• Quoted passage:
-- -- --
Our Mission
The presidency serves as a key institution for understanding democracy and power in the United States, and remains one of the primary ways Americans understand the health and direction of national politics. Yet too often, the public only encounters the presidency through biography and trivia, focused on the person who holds the office and the power they wield.
But the presidency is a far more expansive institution. The executive branch is empowered and constrained by Congress and the Supreme Court, as well the millions of workers tasked with executing a president’s agenda. Activists and ordinary people, some of whom may never step foot in Washington, D.C., lobby presidents in the hopes of creating lasting change—and at times, they succeed.
The Rogers Center brings this wider view of the presidency—one that includes those outside the White House as well as those within—to bear on presidential scholarship. We are building a diverse community of presidential scholars who are reviving the field of presidential studies, while engaging the public in new ways of thinking about the presidency.
-- -- --
Records from a data collection

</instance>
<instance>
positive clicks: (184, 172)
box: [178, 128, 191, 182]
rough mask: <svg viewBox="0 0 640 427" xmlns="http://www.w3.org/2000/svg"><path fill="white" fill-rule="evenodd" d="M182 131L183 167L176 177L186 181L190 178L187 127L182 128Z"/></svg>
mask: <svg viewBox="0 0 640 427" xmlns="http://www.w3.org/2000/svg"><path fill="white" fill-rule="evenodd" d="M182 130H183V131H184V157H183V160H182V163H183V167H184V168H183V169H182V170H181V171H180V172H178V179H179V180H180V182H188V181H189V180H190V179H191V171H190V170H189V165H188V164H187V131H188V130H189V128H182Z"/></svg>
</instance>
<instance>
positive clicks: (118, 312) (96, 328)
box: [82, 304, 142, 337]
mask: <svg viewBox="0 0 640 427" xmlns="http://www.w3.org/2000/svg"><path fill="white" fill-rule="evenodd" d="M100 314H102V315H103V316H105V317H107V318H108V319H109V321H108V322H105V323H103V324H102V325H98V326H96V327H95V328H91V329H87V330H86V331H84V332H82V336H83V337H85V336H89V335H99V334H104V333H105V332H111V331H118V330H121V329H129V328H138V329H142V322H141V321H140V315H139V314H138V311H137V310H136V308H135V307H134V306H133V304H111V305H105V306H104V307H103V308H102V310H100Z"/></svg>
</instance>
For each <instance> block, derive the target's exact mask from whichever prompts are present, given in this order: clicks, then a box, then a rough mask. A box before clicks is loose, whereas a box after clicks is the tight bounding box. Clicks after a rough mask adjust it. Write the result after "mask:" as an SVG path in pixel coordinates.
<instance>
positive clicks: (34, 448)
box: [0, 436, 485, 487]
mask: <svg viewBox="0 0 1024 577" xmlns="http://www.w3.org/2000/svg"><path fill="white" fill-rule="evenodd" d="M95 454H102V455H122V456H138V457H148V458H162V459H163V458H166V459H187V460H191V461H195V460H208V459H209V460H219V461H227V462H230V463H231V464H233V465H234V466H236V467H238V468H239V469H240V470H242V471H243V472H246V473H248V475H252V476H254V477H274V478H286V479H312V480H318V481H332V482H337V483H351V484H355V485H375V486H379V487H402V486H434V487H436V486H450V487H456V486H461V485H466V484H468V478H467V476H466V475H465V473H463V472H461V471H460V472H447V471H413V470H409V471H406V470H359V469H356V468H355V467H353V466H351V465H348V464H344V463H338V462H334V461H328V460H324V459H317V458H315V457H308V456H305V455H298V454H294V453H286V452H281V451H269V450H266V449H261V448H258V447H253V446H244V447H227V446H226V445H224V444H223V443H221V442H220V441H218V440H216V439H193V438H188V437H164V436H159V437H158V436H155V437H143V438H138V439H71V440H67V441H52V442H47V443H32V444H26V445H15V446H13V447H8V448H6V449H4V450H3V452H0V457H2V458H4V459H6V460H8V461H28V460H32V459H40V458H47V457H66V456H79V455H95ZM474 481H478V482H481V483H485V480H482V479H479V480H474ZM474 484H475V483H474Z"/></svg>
-- -- --
• Work instructions:
1: Count how many lines of the records contain the string "white", and give only that number.
2: Write the next few sentences of the mission statement on the presidency, picking up after its final sentence.
The mission statement on the presidency and the records are unrelated pieces of material.

• Numbered answers:
1: 4

2:
Our History
The Carolyn T. and Robert M. Rogers Center for the American Presidency was established in 2021 with a generous gift from alumni Carolyn Thomas Rogers BA’75 and Robert Moss Rogers BA’75. The gift established the center to be a place of innovative scholarship and public outreach on the presidency. Carolyn and Robert Rogers have shaped the field of presidential studies at Vanderbilt, establishing the Carolyn T. and Robert M. Rogers Chair in American Presidency, currently held by Pulitzer Prize-winning historian Jon Meacham, in 2018.
In 2022, presidential historian Nicole Hemmer joined the Rogers Center as its inaugural director. Before joining Vanderbilt, Hemmer served as a research scholar with the Obama Presidency Oral History Project at Columbia University and in the Presidential Recordings Program at the University of Virginia. She has conducted research on a number of U.S. presidents and presidential candidates, from Barry Goldwater and Lyndon Johnson to Richard Nixon and Donald Trump, and has provided analysis on U.S. presidential politics for a number of U.S. and international outlets, including the The New York Times, The Washington Post, The New Yorker, CBS, CNN, NPR, and the BBC.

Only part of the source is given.